───── Extrait présenté
Georges Marcelli : itinéraire d’un militant ordinaire

samedi 8 août 2009
par  Alger républicain

Oui, j’ai eu le privilège d’être l’un d’entre eux, pendant une brève période, l’épisode 1962-1965 de la grande aventure d’Alger républicain. J’ai côtoyé Georges Marcelli. Si notre camarade disparu pouvait lire l’hommage qui suit, il se serait mis dans une de ses « colères » mémorables, le rouge au front, pestant contre cette atteinte à sa modestie et à sa discrétion légendaires : « arrête de déconner ! », aurait-il rugi ! Il aurait eu raison mais il n’en demeure pas moins que les gens, ses compatriotes, les jeunes générations ont le droit de savoir, de connaître ceux qui dans l’anonymat et la souffrance ont remis l’Algérie debout. En leur rendant hommage, on rend hommage à l’Algérie tout simplement !
Les hommes et femmes qui ont marqué l’histoire de notre pays n’en finissent pas de disparaître l’un après l’autre.

Pendant la lutte séculaire de notre pays pour son indépendance et de notre peuple pour son émancipation politique et sociale, l’Algérie a enfanté des êtres exceptionnels, femmes et hommes ordinaires qui ont fait des prodiges pour que notre pays et toute l’Humanité restent debout. Ils l’ont fait souvent avec un courage rare et une grande humilité. Georges Marcelli a été l’un d’entre eux.

« Un garçon rougissant, si ému qu’il en bégaye d’émotion, se présente un jour à « Alger républicain » muni d’une recommandation de Louis Rives … Celui qu’il recommande, le jeune Marcelli, Bônois comme lui, viens de terminer ses études secondaires et va accomplir son service militaire. Il rêve de collaborer à « Alger républicain », à la fois parce qu’il lui semble qu’il n’y a pas de plus belle profession que celle de journaliste et parce qu’il veut, « vingt-quatre heures sur vingt-quatre », servir son idéal.

« Alleg- qui reçoit habituellement ceux qui sollicitent un emploi- lui dépeint la vie dure de l’équipe et lui demande de bien réfléchir … Marcelli deviendra l’un des meilleurs secrétaires de rédaction du journal en même temps que l’un de ses pilliers les plus solides. Sous des allures d’ours, il cache un cœur de poète. Comme il explose facilement, ses collègues- et notamment Briki, Benzine et Mustapha Kaid- expert en farces diverses, s’ingénient à multiplier les occasions de le faire « monter » pour le seul plaisir de l’entendre jurer en bônois » . (« La grande aventure d’Alger républicain » page 92)

La guerre de libération déclenchée, le PCA avait commencé à organiser les CDL (combattants de la libération) dès la fin de 1955. « Ils commencent à mener des actions de sabotage et s’étoffent puisqu’ils sont alors une douzaine de groupes de 5 à 6 membres. Parmi eux, il y a des militants d’origine européenne, comme Georges Acampora, André Castel, Jean Farrrugia, Fernand Iveton, Georges Marcelli ou Felix Collozzi » (in La guerre d’Algérie - Henri Alleg).
──────────
───── Données fournies
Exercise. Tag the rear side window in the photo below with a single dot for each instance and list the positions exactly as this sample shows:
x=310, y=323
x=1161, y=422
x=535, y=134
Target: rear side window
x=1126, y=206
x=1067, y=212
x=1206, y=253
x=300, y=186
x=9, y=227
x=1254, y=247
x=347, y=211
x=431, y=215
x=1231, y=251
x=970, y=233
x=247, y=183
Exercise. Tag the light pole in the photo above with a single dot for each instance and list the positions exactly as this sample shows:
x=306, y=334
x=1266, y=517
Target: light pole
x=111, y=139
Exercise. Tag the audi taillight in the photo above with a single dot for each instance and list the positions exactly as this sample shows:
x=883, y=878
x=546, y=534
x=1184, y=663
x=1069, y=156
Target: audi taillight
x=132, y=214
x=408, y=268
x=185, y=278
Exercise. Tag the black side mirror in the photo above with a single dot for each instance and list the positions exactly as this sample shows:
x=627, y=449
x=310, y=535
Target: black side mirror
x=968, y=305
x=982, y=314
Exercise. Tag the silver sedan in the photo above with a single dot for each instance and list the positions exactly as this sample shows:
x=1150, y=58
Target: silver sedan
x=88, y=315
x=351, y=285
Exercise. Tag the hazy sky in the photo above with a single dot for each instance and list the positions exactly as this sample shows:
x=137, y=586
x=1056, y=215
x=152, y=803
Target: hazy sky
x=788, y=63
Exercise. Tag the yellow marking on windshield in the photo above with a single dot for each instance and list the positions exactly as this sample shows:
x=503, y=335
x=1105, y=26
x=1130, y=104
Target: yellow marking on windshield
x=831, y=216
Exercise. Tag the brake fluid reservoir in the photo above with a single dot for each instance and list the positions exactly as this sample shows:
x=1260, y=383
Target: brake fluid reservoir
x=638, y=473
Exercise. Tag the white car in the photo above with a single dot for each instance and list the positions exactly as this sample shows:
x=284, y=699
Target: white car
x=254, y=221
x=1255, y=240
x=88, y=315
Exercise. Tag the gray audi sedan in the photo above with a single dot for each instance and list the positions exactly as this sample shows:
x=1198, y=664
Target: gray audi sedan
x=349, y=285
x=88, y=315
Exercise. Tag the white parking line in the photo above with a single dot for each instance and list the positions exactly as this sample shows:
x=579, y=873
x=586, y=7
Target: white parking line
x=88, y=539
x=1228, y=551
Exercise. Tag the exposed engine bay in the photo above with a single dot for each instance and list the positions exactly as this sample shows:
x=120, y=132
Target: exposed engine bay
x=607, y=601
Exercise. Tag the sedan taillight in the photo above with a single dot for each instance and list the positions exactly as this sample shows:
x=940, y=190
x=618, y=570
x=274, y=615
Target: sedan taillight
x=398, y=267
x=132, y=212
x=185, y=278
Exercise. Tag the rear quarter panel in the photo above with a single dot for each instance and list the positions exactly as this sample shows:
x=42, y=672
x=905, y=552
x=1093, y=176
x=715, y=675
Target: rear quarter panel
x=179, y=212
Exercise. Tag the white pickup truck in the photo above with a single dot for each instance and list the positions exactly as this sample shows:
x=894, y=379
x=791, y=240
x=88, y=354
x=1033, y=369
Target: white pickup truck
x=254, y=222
──────────
- _Consigne_: Recopiez à l'identique le passage de l'hommage à Georges Marcelli situé entre « Oui, j’ai eu » et « l’Algérie tout simplement ! », bornes incluses.

- _Corrigé_:
Oui, j’ai eu le privilège d’être l’un d’entre eux, pendant une brève période, l’épisode 1962-1965 de la grande aventure d’Alger républicain. J’ai côtoyé Georges Marcelli. Si notre camarade disparu pouvait lire l’hommage qui suit, il se serait mis dans une de ses « colères » mémorables, le rouge au front, pestant contre cette atteinte à sa modestie et à sa discrétion légendaires : « arrête de déconner ! », aurait-il rugi ! Il aurait eu raison mais il n’en demeure pas moins que les gens, ses compatriotes, les jeunes générations ont le droit de savoir, de connaître ceux qui dans l’anonymat et la souffrance ont remis l’Algérie debout. En leur rendant hommage, on rend hommage à l’Algérie tout simplement !